**Task to carry out**
Answer these questions from the pig slaughter text below:
1. When was the covert footage filmed?
2. What are the two common ways to make pigs unconscious?
3. What carbon dioxide concentration is the Australian meat industry standard set at?

** Extracted text follows **

Slaughter

The Footage

This covert vision, filmed in early 2012, supplied anonymously to animal activist group Aussie Farms, shows pigs screaming and thrashing as they gasp for air inside the carbon dioxide gas chambers at Corowa Piggery and Abattoir, Australia’s biggest pig abattoir.

You be the judge of what the industry regards as the most ‘humane’ method to render pigs unconscious before slaughter.

Warning: graphic images

Whether pigs are raised in a factory or free range farm, they all end up at the same place – the abattoir.

It is recommended that animals are free of stress and injury before slaughter to ensure the maximum level of lactic acid in the meat. Lactic acid gives meat an ideal pH level. Animals that are stressed, injured or diseased prior to slaughter have less lactic acid in their muscle.

Animals that are stressed, injured or diseased prior to slaughter have less lactic acid in their muscle.

However, given that every abattoir is under pressure to kill as many animals as possible in the shortest time, financial imperative will always come before animal welfare. Stress before slaughter is inevitable.

Before having their throats cut, pigs are rendered unconscious.

Two common ways to make pigs unconscious are electrical stunning and carbon dioxide gassing.

1. Electrical stunning involves a current being passed through the pig’s body to induce both cardiac arrest and an epileptic seizure.

2. Carbon dioxide gassing involves lowering pigs in carbon dioxide gas chambers. Because pigs are intelligent and social animals, carbon dioxide gassing is touted as the most humane way of rendering them unconscious before they are slaughtered.

As carbon dioxide is a cheap gas, the industry uses a volume that is at least four times higher than what is scientifically known to avoid distress. If the carbon dioxide concentration is less than 20%, pigs will generally not detect the gas. Yet, the Australian meat industry standard is set between 80-100%. When exposed to carbon dioxide, pigs panic violently; it takes around 21 seconds for the pigs to lose consciousness.

** End of Extracted text **
** Extracted data follows **

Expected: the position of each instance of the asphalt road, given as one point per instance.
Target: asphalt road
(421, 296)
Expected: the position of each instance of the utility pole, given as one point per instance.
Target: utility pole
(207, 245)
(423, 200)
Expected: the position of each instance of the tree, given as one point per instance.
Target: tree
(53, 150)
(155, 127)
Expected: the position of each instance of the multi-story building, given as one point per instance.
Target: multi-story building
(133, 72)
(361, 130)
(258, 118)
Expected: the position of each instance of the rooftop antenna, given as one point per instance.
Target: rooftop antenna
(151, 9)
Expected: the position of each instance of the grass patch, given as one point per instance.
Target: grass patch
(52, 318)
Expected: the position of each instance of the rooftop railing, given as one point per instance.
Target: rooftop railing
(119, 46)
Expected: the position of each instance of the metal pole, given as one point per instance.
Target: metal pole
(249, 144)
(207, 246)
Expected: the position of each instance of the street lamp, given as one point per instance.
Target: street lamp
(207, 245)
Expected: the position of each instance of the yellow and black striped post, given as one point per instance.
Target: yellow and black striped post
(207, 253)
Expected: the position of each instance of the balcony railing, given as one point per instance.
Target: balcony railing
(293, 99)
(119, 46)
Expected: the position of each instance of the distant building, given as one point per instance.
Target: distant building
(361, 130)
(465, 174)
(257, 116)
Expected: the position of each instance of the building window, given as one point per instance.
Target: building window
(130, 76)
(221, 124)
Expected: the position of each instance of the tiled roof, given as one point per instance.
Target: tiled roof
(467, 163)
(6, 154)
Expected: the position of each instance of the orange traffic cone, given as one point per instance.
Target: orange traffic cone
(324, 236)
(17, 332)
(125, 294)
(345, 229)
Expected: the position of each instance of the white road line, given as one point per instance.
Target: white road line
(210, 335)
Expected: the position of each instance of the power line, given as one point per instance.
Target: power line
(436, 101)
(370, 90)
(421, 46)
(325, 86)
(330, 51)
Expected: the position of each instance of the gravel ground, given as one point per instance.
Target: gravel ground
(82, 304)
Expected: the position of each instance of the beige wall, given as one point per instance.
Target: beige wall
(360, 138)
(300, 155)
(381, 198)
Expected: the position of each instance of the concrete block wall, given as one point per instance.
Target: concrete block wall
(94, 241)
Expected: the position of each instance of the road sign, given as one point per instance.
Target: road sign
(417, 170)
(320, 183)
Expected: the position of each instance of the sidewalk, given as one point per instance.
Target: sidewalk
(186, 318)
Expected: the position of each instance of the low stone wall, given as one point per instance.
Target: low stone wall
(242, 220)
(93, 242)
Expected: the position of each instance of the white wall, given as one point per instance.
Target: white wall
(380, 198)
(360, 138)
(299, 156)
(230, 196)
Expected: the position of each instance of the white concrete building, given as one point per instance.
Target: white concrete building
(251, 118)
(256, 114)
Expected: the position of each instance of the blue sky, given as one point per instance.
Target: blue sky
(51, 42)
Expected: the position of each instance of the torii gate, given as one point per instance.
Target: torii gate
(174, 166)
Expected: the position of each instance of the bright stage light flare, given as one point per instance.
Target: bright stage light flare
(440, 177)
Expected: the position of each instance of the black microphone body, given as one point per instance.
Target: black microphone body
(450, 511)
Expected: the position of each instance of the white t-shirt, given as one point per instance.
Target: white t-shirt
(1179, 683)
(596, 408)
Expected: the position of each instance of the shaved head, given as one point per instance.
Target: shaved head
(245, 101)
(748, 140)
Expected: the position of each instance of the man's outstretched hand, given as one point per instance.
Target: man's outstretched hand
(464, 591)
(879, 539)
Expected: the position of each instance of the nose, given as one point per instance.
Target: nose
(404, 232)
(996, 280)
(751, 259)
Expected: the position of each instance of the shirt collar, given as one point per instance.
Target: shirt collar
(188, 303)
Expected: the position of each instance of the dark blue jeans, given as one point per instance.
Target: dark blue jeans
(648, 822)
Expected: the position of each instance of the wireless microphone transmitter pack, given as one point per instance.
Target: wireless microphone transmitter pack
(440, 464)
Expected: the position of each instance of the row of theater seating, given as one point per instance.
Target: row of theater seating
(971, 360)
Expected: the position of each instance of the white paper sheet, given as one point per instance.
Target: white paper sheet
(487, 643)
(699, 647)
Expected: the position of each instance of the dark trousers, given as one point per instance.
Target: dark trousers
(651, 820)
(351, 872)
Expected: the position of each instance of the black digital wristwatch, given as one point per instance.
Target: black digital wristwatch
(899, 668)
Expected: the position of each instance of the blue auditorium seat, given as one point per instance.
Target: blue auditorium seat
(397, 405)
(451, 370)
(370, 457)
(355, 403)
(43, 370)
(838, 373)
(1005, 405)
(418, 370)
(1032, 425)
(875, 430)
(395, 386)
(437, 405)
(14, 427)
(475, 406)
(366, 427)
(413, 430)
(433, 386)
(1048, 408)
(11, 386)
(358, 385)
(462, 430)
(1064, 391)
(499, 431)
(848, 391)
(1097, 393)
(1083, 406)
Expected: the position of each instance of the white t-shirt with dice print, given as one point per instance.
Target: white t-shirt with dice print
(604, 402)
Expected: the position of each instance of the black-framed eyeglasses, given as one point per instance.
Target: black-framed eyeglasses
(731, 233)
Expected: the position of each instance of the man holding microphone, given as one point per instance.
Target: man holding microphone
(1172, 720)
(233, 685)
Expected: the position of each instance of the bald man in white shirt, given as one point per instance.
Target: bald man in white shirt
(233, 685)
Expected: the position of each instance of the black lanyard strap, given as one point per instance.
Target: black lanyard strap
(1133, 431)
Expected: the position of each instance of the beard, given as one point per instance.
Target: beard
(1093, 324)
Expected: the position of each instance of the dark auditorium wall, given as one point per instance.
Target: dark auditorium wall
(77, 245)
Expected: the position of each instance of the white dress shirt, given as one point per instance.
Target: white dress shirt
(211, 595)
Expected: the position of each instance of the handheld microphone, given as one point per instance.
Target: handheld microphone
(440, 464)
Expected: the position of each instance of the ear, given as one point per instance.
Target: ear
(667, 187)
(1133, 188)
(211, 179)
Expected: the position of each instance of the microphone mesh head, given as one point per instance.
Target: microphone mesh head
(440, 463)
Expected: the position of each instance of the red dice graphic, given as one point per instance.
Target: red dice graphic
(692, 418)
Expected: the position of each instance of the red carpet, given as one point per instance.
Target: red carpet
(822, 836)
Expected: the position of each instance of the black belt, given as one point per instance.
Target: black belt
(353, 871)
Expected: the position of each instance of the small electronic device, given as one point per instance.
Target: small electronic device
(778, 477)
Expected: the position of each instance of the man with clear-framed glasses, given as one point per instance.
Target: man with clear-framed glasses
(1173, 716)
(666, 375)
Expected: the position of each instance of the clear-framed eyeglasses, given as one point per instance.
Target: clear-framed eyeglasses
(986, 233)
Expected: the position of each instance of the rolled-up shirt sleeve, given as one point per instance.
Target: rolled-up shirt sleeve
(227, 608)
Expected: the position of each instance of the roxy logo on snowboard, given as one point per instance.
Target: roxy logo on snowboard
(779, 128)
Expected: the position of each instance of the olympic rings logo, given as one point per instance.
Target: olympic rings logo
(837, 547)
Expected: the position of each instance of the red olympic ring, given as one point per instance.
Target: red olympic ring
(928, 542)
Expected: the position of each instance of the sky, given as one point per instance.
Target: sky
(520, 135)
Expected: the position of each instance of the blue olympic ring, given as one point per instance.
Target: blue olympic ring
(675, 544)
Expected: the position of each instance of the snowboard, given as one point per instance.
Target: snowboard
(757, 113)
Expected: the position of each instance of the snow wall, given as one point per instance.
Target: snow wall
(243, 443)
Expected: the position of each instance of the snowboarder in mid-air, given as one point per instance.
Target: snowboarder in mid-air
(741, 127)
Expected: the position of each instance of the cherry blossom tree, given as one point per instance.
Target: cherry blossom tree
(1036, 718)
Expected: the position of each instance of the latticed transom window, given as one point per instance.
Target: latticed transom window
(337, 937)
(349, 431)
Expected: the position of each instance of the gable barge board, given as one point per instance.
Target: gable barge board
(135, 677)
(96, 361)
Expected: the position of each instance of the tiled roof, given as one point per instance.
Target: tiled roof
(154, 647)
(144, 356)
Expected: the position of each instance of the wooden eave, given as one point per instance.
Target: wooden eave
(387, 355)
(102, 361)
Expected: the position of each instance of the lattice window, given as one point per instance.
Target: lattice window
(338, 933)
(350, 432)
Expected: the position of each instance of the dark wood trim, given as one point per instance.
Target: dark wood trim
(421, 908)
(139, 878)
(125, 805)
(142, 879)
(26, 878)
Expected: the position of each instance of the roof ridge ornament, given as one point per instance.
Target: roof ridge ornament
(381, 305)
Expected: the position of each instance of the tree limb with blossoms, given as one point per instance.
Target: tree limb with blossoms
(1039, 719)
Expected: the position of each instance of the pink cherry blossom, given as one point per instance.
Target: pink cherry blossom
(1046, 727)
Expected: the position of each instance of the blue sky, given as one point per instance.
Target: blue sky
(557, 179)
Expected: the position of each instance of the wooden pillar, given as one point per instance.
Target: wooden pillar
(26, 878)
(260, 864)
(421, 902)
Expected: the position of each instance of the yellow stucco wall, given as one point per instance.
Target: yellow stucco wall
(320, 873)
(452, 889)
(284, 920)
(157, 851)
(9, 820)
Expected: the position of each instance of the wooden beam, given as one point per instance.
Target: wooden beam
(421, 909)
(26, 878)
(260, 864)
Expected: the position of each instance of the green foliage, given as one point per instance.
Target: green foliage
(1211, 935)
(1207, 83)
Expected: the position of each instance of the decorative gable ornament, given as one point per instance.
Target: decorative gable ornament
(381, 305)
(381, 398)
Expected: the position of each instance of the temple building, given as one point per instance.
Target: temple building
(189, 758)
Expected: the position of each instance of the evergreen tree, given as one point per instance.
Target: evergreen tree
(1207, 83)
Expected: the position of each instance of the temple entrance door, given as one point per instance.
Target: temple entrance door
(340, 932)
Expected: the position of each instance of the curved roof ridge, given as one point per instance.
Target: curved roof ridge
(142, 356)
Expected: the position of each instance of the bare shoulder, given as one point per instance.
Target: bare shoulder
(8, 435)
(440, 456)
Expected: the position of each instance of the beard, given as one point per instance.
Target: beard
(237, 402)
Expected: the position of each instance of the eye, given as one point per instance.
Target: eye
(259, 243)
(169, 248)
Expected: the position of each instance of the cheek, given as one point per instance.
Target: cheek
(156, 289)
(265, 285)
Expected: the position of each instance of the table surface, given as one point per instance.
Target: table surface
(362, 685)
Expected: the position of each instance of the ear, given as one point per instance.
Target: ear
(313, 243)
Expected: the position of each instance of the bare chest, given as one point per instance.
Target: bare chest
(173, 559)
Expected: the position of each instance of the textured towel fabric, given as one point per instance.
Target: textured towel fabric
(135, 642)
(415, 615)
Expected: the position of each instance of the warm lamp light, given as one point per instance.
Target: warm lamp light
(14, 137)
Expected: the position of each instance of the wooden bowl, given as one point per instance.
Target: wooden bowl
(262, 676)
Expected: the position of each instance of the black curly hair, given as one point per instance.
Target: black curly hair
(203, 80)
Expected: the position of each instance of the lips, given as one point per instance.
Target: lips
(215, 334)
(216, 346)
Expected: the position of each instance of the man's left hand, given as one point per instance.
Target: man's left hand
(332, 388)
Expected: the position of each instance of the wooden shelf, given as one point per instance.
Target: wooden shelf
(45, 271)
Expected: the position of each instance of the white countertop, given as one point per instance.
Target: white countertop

** End of Extracted data **

**Answer to the problem**
1. Early 2012.
2. Electrical stunning and carbon dioxide gassing.
3. Between 80-100%.